#### [What is expected]
Each entry below must be repeated word for word.

>> Start Data

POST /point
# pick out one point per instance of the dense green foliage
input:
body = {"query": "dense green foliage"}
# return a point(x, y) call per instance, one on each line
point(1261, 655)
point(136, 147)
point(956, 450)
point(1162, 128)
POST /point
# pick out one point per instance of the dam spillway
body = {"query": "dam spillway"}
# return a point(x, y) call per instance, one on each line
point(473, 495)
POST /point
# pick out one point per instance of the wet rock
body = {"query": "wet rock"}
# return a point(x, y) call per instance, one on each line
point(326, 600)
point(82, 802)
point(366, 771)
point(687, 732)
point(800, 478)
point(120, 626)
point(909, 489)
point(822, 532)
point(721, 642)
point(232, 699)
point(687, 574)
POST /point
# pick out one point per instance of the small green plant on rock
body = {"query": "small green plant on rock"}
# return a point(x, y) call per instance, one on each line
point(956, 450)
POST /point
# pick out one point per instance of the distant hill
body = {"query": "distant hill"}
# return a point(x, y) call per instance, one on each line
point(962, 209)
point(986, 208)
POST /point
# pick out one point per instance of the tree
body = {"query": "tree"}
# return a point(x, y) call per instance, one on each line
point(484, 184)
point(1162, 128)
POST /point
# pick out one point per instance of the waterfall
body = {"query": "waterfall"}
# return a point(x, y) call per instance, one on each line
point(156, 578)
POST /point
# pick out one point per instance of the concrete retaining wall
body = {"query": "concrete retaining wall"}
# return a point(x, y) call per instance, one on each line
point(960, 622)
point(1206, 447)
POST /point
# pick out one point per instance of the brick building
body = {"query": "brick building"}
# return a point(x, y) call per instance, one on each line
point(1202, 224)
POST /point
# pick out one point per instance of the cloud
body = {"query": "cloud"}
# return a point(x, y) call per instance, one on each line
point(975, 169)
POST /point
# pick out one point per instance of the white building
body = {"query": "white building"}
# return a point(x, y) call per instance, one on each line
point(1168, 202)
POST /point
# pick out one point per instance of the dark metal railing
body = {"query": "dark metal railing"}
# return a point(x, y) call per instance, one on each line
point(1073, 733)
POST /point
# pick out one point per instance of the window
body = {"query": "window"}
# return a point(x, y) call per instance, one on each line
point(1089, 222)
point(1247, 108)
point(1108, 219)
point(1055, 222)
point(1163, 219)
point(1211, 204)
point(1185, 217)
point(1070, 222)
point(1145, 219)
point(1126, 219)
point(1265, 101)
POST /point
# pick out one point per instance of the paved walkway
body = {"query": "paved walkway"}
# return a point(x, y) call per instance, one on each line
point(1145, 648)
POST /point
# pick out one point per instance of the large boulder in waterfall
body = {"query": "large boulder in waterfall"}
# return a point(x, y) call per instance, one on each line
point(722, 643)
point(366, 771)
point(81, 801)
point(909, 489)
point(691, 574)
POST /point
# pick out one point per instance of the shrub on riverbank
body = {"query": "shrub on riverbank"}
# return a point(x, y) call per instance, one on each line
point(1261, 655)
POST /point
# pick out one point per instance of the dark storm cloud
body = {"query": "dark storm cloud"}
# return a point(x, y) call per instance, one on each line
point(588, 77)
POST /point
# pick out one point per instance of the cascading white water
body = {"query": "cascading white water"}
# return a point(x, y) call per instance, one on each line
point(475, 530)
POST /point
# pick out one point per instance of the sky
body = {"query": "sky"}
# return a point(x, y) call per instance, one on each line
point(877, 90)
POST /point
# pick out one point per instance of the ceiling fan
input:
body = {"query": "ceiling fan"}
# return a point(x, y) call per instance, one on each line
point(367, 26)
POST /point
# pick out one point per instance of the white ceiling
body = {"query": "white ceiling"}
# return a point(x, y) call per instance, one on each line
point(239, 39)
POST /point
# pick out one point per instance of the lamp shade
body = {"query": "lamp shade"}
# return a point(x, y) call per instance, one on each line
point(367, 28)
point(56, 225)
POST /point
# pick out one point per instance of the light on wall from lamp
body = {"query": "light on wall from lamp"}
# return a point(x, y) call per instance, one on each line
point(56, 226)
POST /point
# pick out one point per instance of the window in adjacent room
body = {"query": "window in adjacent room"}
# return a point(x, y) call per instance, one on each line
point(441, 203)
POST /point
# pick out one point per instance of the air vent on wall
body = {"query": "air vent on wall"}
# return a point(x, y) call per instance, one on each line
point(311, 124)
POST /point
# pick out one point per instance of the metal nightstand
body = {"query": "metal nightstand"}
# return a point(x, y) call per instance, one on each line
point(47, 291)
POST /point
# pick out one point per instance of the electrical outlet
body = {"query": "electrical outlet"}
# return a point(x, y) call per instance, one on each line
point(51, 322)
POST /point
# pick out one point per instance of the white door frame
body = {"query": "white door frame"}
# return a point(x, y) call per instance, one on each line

>> End Data

#### [Result for this exercise]
POST /point
# pick out one point per instance of the dense green foliage
input:
body = {"query": "dense green foliage"}
# return a point(x, y) call per instance, one on each line
point(1261, 655)
point(136, 147)
point(956, 450)
point(1162, 128)
POST /point
# pick out one point per instance of the dam spillway
body = {"query": "dam spillway"}
# return a point(x, y) call per instance, one on each line
point(473, 495)
POST /point
# pick out one point per instance of the wet rock
body = {"query": "wet rock"}
# return a point(x, y) call per instance, one on each line
point(326, 600)
point(82, 802)
point(366, 771)
point(687, 732)
point(800, 478)
point(120, 626)
point(909, 489)
point(822, 532)
point(721, 642)
point(232, 699)
point(687, 574)
POST /point
# pick out one point per instance of the small green plant on rock
body = {"query": "small green plant on rock"}
# return a point(x, y) call per instance, one on each line
point(956, 450)
POST /point
# pick out one point per instance of the distant hill
body = {"query": "distant hill"}
# return a point(x, y) call per instance, one on each line
point(962, 209)
point(986, 208)
POST /point
# pick out one point per instance of the tree
body = {"query": "tree"}
# return a point(x, y) call per instance, one on each line
point(484, 184)
point(1162, 128)
POST /point
# pick out one point per instance of the waterfall
body = {"query": "waterfall"}
# return a point(x, y) call per instance, one on each line
point(156, 578)
POST /point
# pick out one point per instance of the concrete retaining wall
body = {"query": "concrete retaining wall"}
# return a point(x, y) call per instance, one on each line
point(960, 622)
point(1206, 447)
POST /point
# pick out one point per instance of the brick building
body = {"query": "brick building"}
# return a point(x, y) call per instance, one on each line
point(1202, 224)
POST /point
# pick out one point per instance of the cloud
body = {"query": "cloud"}
# return a point(x, y) call per instance, one on each line
point(975, 169)
POST /point
# pick out one point per instance of the white building
body = {"query": "white building"}
# return a point(x, y) call per instance, one on each line
point(1168, 202)
POST /point
# pick out one point per instance of the dark metal railing
body = {"query": "dark metal railing"}
# return a point(x, y) call per instance, one on each line
point(1073, 733)
POST /point
# pick out one point per instance of the window
body = {"query": "window"}
# return a point(x, y) call per instance, one on each line
point(1089, 222)
point(1247, 108)
point(1108, 219)
point(1055, 222)
point(1163, 219)
point(1211, 204)
point(1185, 217)
point(1070, 222)
point(1145, 219)
point(1126, 219)
point(1265, 101)
POST /point
# pick out one point per instance of the paved walkway
body = {"query": "paved walkway"}
# return a point(x, y) call per instance, one on each line
point(1145, 648)
POST /point
# pick out one point per instance of the large boulder in waterfall
body = {"query": "large boulder in waterfall"}
# return a point(x, y) call per instance, one on each line
point(722, 643)
point(366, 771)
point(81, 801)
point(909, 489)
point(691, 574)
POST /point
# pick out one point per instance of the shrub on riverbank
body = {"query": "shrub on riverbank"}
# return a point(x, y) call per instance, one on each line
point(1261, 655)
POST /point
# pick out one point per instance of the dark storm cloud
body = {"query": "dark storm cloud"}
# return a point(x, y) call per instance, one on each line
point(588, 77)
POST /point
# pick out one point per instance of the cascading white water
body = {"query": "cascading white water"}
# return a point(x, y) call per instance, one on each line
point(475, 530)
POST /point
# pick out one point per instance of the sky
body = {"query": "sky"}
# return a point(x, y) call per instance, one on each line
point(877, 90)
POST /point
# pick out one point per instance of the ceiling fan
input:
body = {"query": "ceiling fan"}
# return a point(x, y) call per instance, one on each line
point(367, 26)
POST /point
# pick out one point per instance of the white ceiling
body = {"query": "white ceiling"}
# return a point(x, y) call per instance, one on each line
point(239, 39)
POST /point
# pick out one point per instance of the lamp shade
body = {"query": "lamp shade"}
# return a point(x, y) call per instance, one on each line
point(367, 28)
point(56, 225)
POST /point
# pick out one point per instance of the light on wall from lamp
body = {"query": "light on wall from lamp"}
# return a point(x, y) call per instance, one on each line
point(56, 226)
POST /point
# pick out one point per instance of the window in adjacent room
body = {"query": "window in adjacent room"}
# return a point(x, y) call per instance, one on each line
point(441, 203)
POST /point
# pick out one point per instance of the air vent on wall
body = {"query": "air vent on wall"}
# return a point(x, y) call per instance, one on each line
point(311, 124)
POST /point
# pick out one point per instance of the metal nightstand
body = {"query": "metal nightstand"}
# return a point(x, y) call per instance, one on each line
point(47, 291)
POST /point
# pick out one point per instance of the electrical outlet
body = {"query": "electrical outlet"}
# return a point(x, y) call per instance, one on each line
point(51, 322)
POST /point
# pick out one point per instance of the white door frame
body = {"query": "white door frame"}
# return a point(x, y) call per instance, one on each line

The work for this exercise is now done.